[WHAT THIS TASK INVOLVES] In all of the records below, rename "Target" to "Label" and keep every other line the same.

(Entries from a point annotation set)
>> START
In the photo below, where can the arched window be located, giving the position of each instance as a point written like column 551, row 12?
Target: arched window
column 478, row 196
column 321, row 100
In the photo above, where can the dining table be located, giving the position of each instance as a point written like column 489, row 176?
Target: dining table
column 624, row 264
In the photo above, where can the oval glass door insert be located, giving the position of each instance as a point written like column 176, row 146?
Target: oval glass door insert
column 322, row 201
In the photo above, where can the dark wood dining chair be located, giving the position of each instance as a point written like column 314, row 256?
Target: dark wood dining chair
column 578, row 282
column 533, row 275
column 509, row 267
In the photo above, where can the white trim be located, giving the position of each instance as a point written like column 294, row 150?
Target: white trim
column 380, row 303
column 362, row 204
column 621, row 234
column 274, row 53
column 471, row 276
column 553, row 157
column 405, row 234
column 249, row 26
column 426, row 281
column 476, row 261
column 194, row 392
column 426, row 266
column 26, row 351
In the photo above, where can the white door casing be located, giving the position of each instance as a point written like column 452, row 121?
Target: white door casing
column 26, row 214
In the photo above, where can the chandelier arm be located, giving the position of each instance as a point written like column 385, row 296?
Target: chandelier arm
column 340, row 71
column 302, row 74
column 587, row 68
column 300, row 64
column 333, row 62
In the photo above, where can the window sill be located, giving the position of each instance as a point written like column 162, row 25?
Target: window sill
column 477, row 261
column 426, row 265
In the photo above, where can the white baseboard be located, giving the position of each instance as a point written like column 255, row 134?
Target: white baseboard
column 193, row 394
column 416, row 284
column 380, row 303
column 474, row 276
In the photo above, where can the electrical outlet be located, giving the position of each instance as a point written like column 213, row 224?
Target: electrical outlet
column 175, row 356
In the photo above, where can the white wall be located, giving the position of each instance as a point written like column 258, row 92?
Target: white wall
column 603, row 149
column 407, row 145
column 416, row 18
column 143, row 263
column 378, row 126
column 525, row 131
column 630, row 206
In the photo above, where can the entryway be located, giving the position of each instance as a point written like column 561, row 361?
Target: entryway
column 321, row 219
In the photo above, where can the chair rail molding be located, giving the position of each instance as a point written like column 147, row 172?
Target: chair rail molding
>> END
[COMPLETED EXERCISE]
In the photo below, where can the arched window be located, giving the position of each instance as a point written like column 551, row 12?
Label: arched window
column 478, row 196
column 321, row 100
In the photo above, where can the dining table be located, giving the position of each instance as a point written like column 489, row 176?
Label: dining table
column 624, row 264
In the photo above, where can the oval glass door insert be located, giving the position of each instance as a point written like column 176, row 146?
Label: oval glass door insert
column 322, row 201
In the photo above, where can the dark wood dining chair be located, giving the position of each instance as a point written like column 314, row 256?
Label: dark wood dining chair
column 578, row 282
column 533, row 275
column 509, row 267
In the photo above, where can the white trim be located, giving the position of each instance as a point written like column 294, row 150?
Label: white trim
column 380, row 303
column 362, row 204
column 621, row 234
column 274, row 53
column 471, row 276
column 553, row 157
column 405, row 234
column 249, row 26
column 426, row 281
column 476, row 261
column 194, row 392
column 426, row 266
column 26, row 351
In the photo above, where can the white door casing be located, giving the position of each instance as a point written like column 452, row 121?
Label: white door casing
column 26, row 214
In the photo above, where can the chandelier arm be located, giving the position of each instance as a point written like column 385, row 296?
Label: chandelier arm
column 340, row 71
column 302, row 74
column 587, row 68
column 300, row 64
column 333, row 62
In the photo above, where can the window sill be located, giving the position of each instance as a point written like column 162, row 25?
Label: window sill
column 477, row 261
column 426, row 265
In the photo above, where can the white baseboard be located, giving the position of each instance as a point written like column 255, row 134?
Label: white baseboard
column 193, row 394
column 416, row 284
column 380, row 303
column 474, row 276
In the photo above, where can the electrical outlet be located, giving the position of each instance as a point written like column 213, row 224?
Label: electrical outlet
column 175, row 356
In the photo above, where can the white wall be located, giving the position of each instance as a point written like column 258, row 92?
Label: white wall
column 603, row 149
column 407, row 145
column 416, row 18
column 143, row 263
column 378, row 126
column 525, row 131
column 630, row 206
In the photo above, where can the entryway be located, giving the position of each instance as a point written like column 561, row 361?
Label: entryway
column 321, row 219
In the photo above, where can the chair rail molding be located, giving the position of each instance as a point written like column 147, row 172?
Label: chair rail molding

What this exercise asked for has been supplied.